Don't get caught in your busyness.

Slow Down, Look Up
Jessica Abbott

I recently started learning the ukulele. My friend started teaching me, and I was anxious to learn. After establishing some chords, he taught me a song: "Oceans" by Hillsong United. He and another friend tried walking me through the song by singing as I played. While "Oceans" is a beautiful song, it’s incredibly slow, and I continuously sped up the tempo, trying to rush through the song. In order for the piece to work, though, it must be performed at a steady pace that allows for the song’s full impact. Knowing my own tendencies, this was not an easy feat for me. In fact, I may have abandoned the effort and had him teach me another, faster-paced song.

The problem is that I am obsessed with the rush of life. Not because I’m an adrenaline junkie, but because I am enslaved to efficiency and productivity. I live believing in the myth of busyness, that being busy is productive and crucial to success. I’ve given into the mindset of hustle, which says that we must do everything quickly so that we can move on to the next thing. Efficiency, productivity, busyness and hustle all have a place, it’s just that sometimes it should be under our shoes instead of in the front of our minds.

We get caught up in these ideas and lose sight of anything else. School, work, socializing, hobbies - we are surrounded by them and only see them as boxes to check off on the day’s to-do list. When we allow life to overwhelm us with so much and we don’t give ourselves time to process it, we forget why we’re doing any of it. We forget the purpose we had when we first started pursuing a certain major because we’re so caught up in getting a twelve-page, single-spaced paper on space exploration done in time. We abandon the meaning of relationships, resorting only to platitudes and pleasantries. Everything we do has a purpose, and busyness strips us of it and leaves us with an empty shell of activity.

Life needs purpose again. In order for that to come about, we need to minimize the mindset of “hustle” and adopt what I call “slow down, look up.”

Slow down.

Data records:
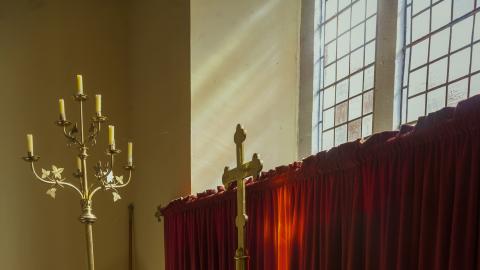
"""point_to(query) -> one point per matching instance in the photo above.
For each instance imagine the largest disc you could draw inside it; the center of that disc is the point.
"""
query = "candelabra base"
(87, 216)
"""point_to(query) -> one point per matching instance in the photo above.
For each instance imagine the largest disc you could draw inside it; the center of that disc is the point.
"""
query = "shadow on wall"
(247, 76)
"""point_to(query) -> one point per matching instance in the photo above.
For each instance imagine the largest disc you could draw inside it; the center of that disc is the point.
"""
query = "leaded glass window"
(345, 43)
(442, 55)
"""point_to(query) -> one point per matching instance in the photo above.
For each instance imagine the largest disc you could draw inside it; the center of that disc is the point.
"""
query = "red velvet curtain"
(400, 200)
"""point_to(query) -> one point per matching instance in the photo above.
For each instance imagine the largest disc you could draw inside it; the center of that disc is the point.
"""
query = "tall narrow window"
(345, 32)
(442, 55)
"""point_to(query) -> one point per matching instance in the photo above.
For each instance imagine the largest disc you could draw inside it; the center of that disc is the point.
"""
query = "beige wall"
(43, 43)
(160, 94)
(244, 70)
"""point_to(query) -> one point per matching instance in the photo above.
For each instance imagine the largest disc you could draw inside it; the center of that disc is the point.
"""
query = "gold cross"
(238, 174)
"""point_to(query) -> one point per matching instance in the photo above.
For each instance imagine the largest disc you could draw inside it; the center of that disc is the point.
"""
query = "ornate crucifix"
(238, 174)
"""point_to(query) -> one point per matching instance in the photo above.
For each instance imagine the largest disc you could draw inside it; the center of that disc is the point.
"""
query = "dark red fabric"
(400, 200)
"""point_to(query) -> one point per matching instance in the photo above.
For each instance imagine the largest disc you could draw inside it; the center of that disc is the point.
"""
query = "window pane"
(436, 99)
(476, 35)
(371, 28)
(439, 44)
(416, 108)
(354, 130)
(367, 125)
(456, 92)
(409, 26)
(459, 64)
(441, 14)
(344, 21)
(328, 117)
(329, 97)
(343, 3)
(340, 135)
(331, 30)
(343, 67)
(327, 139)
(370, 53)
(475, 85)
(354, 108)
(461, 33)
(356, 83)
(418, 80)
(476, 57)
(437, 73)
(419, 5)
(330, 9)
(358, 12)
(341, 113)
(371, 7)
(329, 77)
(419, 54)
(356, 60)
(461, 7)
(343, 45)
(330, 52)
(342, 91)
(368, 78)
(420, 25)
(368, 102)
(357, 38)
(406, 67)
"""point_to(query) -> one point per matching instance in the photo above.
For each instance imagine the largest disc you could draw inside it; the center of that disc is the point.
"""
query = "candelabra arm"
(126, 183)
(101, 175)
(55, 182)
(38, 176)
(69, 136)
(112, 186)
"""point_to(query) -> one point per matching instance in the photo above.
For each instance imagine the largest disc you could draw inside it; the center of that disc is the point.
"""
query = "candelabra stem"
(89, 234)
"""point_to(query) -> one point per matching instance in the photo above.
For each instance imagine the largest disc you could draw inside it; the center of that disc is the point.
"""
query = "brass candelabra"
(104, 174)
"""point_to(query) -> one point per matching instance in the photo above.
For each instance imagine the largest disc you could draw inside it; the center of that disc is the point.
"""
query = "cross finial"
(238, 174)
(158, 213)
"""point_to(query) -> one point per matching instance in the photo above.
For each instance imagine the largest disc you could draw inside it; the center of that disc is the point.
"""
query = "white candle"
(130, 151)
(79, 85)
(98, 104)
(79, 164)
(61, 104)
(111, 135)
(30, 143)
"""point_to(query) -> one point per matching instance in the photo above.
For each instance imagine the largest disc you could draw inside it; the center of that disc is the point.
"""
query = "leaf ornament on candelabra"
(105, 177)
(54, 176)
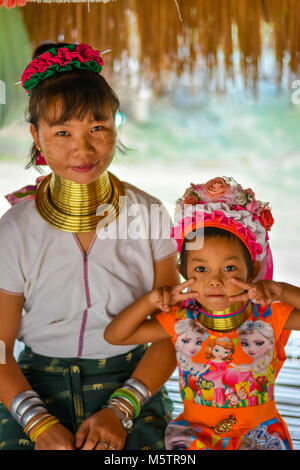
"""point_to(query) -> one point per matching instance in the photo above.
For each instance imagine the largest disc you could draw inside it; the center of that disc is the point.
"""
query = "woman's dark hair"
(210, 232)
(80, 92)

==

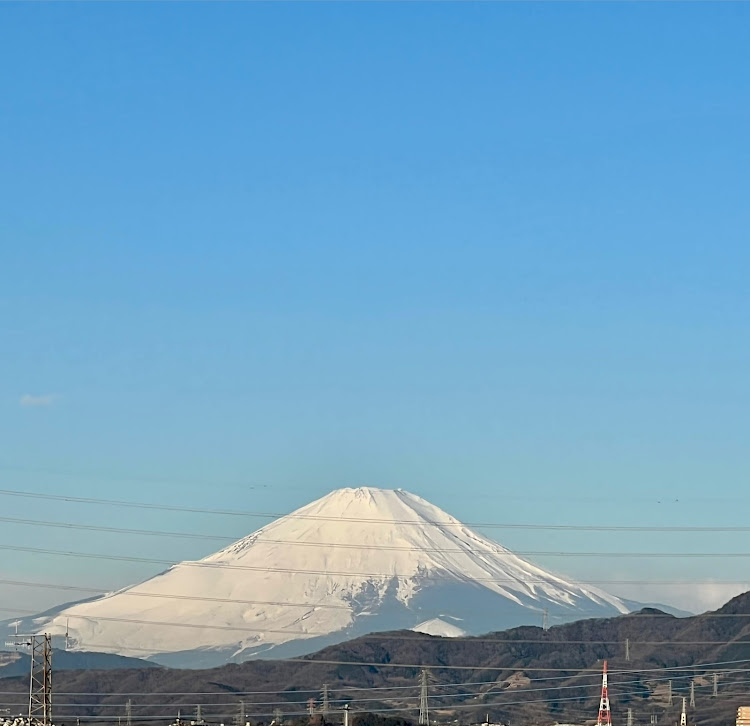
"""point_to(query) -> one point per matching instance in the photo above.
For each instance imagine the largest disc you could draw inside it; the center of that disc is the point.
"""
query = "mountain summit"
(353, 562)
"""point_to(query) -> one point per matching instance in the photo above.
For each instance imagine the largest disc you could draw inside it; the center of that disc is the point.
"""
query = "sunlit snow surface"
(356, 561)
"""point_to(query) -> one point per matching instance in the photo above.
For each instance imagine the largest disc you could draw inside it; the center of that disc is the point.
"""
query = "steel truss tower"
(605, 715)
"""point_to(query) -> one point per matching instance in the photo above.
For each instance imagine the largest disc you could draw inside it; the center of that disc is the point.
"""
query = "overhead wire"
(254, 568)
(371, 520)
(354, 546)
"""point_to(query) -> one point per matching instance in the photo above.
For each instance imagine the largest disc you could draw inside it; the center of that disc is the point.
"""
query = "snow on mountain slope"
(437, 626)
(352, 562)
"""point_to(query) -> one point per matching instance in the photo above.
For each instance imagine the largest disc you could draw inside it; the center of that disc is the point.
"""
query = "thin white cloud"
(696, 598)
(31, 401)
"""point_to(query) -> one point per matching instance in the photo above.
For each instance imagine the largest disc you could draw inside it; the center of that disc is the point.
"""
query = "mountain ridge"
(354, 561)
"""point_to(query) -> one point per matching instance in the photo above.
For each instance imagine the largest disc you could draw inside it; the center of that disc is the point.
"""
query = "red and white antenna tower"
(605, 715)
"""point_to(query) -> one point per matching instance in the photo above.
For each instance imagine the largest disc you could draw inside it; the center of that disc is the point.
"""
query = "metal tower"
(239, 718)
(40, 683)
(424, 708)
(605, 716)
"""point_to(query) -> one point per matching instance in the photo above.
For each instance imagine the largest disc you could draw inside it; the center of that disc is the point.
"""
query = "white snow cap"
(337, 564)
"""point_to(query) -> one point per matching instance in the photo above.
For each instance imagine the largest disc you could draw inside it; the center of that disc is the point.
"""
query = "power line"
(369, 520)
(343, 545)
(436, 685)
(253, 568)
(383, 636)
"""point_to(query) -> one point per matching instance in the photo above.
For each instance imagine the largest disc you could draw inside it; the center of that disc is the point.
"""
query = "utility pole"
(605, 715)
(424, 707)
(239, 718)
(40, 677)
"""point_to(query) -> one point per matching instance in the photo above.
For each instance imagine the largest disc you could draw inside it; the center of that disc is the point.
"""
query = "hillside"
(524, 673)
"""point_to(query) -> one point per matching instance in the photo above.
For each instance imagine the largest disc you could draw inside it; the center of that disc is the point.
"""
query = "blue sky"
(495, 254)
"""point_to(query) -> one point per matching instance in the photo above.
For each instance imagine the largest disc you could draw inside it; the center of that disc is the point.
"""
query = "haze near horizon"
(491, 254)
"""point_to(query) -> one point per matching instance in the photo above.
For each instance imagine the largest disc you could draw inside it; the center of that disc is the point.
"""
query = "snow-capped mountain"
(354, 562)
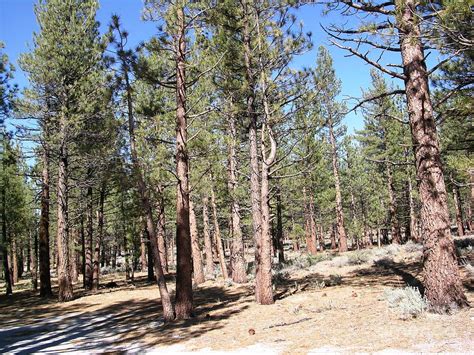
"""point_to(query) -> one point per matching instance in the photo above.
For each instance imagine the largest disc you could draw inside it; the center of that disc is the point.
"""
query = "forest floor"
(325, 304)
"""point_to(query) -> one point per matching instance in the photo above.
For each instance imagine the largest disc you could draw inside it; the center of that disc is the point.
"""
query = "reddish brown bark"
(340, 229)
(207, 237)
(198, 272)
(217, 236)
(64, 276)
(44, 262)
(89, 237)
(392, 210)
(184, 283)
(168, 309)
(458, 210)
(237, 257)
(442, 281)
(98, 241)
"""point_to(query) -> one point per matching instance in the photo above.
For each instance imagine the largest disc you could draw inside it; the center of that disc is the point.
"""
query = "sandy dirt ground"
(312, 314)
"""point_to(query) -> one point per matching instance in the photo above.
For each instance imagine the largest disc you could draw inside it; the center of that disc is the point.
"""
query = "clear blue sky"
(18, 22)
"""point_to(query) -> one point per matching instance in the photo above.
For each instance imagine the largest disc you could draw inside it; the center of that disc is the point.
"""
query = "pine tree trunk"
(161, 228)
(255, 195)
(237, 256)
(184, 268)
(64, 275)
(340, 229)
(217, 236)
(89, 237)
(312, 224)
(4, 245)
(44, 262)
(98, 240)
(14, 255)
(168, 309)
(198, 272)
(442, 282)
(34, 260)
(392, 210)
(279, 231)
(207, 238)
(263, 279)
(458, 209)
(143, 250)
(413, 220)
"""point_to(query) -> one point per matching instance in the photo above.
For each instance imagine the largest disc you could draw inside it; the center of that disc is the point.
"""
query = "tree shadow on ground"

◆ **REQUIREMENT 1**
Rewrite the essay on busyness from "I recently started" to "another, faster-paced song.", replacing "ukulele" with "guitar".
◆ **REQUIREMENT 2**
Do these statements agree with the essay on busyness? Answer yes or no for each, quoting the words that decide it. (a) The friend taught the writer "Oceans" by Hillsong United. (b) The writer says efficiency and productivity have no place at all. (c) The writer gives the approach the name "slow down, look up."
The listing is separate material, unconnected to the essay on busyness.

◆ **OUTPUT 1**
I recently started learning the guitar. My friend started teaching me, and I was anxious to learn. After establishing some chords, he taught me a song: "Oceans" by Hillsong United. He and another friend tried walking me through the song by singing as I played. While "Oceans" is a beautiful song, it’s incredibly slow, and I continuously sped up the tempo, trying to rush through the song. In order for the piece to work, though, it must be performed at a steady pace that allows for the song’s full impact. Knowing my own tendencies, this was not an easy feat for me. In fact, I may have abandoned the effort and had him teach me another, faster-paced song.

◆ **OUTPUT 2**
(a) Yes: "he taught me a song: "Oceans" by Hillsong United."
(b) No: "Efficiency, productivity, busyness and hustle all have a place"
(c) Yes: "adopt what I call “slow down, look up.”"